## [Document segment]
--- start ---

This is the 4.6 DOHC from a 99 Cobra that I'm working on. I'm trying to get all the major DOHC modular mustang engines built. I've already got the 2011 & 07-09 5.4, and the 96-98. My plans include the 00 Cobra R, Ford GT 5.4, 2010 5.4, 03-04 Cobra, and I may build the 5.0 cammer and 03-04 Mach 1 as well... This is going to be a long and expensive endeavor... 


















And last, but not least I've started on the deuce roadster with the boss 9. I should have taken pics from the beginning. I had to cut a great deal out of the engine area to make the big thing fit, and I've modified the back of the frame/body to accept the modern rear end and suspension.


----------



## JamesInNC

Harrisotle,
As the others have said, your engines are awesome! My favorite is the Ford 3.8 from the 89-95 Thunderbird Supercoupe. What can I say? I've been a Ford guy my entire life, 'cept for my classic VW Bugs.

--- end ---

## [Data excerpt]

--- start ---

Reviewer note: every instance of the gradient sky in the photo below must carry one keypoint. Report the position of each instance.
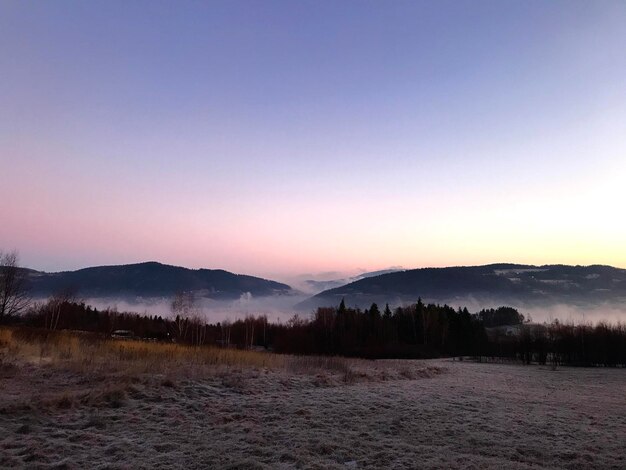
(277, 138)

--- end ---

## [Exercise]
Print the forum thread about the DOHC engine builds again, word for word, from its first sentence through its last.

## [Exercise result]
This is the 4.6 DOHC from a 99 Cobra that I'm working on. I'm trying to get all the major DOHC modular mustang engines built. I've already got the 2011 & 07-09 5.4, and the 96-98. My plans include the 00 Cobra R, Ford GT 5.4, 2010 5.4, 03-04 Cobra, and I may build the 5.0 cammer and 03-04 Mach 1 as well... This is going to be a long and expensive endeavor... 


















And last, but not least I've started on the deuce roadster with the boss 9. I should have taken pics from the beginning. I had to cut a great deal out of the engine area to make the big thing fit, and I've modified the back of the frame/body to accept the modern rear end and suspension.


----------



## JamesInNC

Harrisotle,
As the others have said, your engines are awesome! My favorite is the Ford 3.8 from the 89-95 Thunderbird Supercoupe. What can I say? I've been a Ford guy my entire life, 'cept for my classic VW Bugs.